Être pressé comme un lavement [ètre présé kòm ê lavmâ]

Être pressé comme un lavement

Fig. A. Colon lavé de Louis XIII.

[ètre présé kòm ê lavmâ] (loc. verb. CACA.)

Il aura fallu attendre que le XVIIe siècle (toujours tout feu tout flamme en matière d’innovations amusantes) invente l’injection colonique d’un liquide par voie rectale avec une seringue à piston pour que naisse le clystère.

Ce traitement très à la mode en France à l’époque¹ prendra un peu plus tard le nom de lavement, et la grande rapidité de son efficacité laxative permettra de créer dans la foulée la très imagée expression être pressé comme un lavement.

Il se dit que Louis XIII était particulièrement propre de l’intérieur puisque le roi aurait fait l’objet de deux cent quinze lavements en seulement une année et que son cardinal de conseiller s’en faisait administrer à l’opium² !

Celui qui est pressé comme un lavement est véritablement dans l’urgence, en quelque matière que ce soit et pas uniquement en exercice du pouvoir. Et cette hâte semble tant vouée à la catastrophe (intestinale ou non) et à la création d’emmerdements que la langue n’a eu d’autre choix que celui de la caractériser ainsi.

__Objectif__.
Selon l'extrait sur l'expression « être pressé comme un lavement », qu'est-ce qui a permis de créer cette expression ? Répondez en une à trois phrases.

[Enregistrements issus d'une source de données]
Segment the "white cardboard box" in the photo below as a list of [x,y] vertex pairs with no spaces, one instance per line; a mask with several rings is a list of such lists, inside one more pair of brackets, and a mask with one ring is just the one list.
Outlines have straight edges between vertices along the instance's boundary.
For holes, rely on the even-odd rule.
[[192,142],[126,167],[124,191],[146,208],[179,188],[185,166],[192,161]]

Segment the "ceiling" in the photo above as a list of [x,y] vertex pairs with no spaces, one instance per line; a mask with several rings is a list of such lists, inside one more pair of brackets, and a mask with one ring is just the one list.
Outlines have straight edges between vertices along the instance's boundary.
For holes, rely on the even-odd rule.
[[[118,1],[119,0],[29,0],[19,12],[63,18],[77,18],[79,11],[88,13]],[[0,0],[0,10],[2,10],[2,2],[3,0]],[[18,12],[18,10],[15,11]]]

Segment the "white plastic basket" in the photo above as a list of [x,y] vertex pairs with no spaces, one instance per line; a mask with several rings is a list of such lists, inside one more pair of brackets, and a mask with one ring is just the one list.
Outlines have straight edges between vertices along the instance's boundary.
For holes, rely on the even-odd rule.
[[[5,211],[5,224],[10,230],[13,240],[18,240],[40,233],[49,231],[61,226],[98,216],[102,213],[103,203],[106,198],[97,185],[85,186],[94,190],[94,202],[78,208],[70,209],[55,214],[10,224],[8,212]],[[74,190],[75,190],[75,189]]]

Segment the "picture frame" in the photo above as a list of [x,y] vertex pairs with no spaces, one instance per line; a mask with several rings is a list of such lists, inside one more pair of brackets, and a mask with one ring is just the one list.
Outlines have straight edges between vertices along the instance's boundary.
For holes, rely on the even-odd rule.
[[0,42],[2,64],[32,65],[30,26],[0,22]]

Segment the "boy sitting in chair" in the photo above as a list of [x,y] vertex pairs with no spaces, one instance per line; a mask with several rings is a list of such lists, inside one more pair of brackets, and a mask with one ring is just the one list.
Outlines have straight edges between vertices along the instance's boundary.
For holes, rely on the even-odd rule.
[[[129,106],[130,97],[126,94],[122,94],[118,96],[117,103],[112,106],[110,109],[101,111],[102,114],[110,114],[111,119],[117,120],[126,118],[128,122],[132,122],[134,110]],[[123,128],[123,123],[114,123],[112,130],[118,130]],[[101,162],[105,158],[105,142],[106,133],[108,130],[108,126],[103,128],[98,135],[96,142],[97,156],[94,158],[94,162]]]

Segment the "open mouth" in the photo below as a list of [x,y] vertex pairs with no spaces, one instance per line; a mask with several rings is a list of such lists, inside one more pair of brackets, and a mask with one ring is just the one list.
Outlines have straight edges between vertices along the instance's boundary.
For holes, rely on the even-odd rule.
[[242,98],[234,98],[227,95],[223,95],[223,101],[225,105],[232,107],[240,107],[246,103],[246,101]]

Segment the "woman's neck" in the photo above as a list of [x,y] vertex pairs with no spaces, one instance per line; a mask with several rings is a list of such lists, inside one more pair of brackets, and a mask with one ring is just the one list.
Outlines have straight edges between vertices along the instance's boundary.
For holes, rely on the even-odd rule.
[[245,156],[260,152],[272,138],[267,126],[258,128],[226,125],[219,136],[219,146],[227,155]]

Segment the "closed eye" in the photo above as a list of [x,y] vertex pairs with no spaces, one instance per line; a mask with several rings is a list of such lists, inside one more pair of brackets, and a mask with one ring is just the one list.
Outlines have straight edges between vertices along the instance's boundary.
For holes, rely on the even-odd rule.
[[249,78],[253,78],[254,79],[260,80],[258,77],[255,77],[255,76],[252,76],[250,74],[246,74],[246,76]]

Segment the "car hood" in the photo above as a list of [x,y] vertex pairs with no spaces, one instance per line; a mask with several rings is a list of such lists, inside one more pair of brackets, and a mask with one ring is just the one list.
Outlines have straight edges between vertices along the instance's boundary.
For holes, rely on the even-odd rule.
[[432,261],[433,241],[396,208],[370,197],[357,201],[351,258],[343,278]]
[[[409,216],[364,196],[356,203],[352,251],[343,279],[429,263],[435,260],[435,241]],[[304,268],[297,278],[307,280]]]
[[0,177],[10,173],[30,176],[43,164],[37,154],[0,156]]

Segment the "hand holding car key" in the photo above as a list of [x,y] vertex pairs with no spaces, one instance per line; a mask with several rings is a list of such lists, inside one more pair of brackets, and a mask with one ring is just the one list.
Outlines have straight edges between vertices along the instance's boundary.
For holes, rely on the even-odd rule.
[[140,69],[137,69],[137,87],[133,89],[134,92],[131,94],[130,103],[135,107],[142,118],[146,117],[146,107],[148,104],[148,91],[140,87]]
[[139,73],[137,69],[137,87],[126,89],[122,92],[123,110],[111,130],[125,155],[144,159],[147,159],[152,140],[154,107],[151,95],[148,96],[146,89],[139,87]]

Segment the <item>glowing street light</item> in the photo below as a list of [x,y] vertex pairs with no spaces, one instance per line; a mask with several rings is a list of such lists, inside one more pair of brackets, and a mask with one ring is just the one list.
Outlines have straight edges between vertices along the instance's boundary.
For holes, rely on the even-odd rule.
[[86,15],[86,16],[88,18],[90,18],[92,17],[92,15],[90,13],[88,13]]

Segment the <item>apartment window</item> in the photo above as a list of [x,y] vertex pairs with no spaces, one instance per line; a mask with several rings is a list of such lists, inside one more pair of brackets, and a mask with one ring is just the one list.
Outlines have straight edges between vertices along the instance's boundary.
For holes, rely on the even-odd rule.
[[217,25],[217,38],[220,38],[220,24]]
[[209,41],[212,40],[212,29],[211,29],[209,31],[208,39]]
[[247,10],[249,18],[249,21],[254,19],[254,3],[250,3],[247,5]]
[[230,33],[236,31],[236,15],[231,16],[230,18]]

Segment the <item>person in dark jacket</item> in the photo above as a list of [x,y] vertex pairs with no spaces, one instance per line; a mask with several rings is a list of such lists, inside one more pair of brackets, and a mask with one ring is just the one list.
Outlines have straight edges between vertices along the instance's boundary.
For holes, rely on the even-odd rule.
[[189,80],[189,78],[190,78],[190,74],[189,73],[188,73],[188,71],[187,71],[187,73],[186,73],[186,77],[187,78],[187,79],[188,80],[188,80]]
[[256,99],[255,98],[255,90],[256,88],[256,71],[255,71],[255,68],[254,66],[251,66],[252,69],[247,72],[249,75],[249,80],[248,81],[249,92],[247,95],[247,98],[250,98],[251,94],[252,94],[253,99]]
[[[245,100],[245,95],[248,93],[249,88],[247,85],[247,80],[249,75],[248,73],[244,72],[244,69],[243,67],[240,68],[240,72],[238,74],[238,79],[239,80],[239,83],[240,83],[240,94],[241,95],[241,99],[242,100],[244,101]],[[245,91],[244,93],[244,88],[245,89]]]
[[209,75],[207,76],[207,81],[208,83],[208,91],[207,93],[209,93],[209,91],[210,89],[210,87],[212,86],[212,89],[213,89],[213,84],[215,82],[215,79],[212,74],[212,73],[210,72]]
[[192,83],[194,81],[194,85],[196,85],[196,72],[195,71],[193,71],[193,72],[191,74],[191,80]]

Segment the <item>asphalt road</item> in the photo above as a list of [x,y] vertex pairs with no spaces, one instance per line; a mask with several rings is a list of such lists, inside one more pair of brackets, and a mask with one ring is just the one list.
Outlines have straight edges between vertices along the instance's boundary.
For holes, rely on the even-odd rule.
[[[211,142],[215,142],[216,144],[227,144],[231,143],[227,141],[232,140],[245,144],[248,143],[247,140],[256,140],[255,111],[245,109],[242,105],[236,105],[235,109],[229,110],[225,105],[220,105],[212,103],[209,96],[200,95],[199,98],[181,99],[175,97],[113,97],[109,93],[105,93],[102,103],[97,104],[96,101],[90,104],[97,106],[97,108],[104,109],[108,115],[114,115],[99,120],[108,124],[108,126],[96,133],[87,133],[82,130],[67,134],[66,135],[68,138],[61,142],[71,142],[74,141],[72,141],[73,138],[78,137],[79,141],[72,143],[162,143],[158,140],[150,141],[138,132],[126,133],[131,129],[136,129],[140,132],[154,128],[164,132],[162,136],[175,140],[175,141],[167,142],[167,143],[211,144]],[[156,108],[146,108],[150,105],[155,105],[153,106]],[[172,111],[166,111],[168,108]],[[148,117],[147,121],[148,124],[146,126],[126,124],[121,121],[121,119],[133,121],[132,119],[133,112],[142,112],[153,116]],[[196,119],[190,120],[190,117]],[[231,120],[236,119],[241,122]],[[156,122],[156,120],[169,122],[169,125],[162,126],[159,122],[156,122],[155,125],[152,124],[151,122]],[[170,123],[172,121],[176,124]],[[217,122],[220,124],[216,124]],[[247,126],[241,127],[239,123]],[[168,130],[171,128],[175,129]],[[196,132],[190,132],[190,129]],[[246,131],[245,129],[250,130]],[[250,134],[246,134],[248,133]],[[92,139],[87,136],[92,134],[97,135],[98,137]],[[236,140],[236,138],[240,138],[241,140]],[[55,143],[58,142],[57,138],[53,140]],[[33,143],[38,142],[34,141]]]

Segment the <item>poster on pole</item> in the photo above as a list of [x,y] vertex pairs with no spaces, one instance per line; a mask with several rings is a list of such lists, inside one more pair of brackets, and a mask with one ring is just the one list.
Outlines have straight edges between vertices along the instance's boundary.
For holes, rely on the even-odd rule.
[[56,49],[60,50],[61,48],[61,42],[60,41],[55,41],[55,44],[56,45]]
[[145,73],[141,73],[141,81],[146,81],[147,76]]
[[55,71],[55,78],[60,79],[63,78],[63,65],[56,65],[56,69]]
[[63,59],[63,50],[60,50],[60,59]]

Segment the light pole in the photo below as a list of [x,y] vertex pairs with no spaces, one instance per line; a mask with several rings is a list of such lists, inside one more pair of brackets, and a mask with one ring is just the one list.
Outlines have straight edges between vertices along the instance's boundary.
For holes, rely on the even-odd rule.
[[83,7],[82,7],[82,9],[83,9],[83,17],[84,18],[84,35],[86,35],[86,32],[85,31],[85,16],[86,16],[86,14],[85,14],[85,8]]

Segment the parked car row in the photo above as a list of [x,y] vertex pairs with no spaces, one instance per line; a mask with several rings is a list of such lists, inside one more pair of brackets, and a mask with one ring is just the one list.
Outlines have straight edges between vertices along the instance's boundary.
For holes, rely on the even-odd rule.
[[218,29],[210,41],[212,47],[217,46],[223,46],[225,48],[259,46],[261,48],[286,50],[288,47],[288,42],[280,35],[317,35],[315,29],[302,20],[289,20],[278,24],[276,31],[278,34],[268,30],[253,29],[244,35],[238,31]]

__Réponse__.
C'est la grande rapidité de l'efficacité laxative du lavement qui a permis de créer cette expression imagée. L'extrait ajoute que la hâte de celui qui est pressé comme un lavement semble si vouée à la catastrophe et à la création d'emmerdements que la langue n'a eu d'autre choix que de la caractériser ainsi.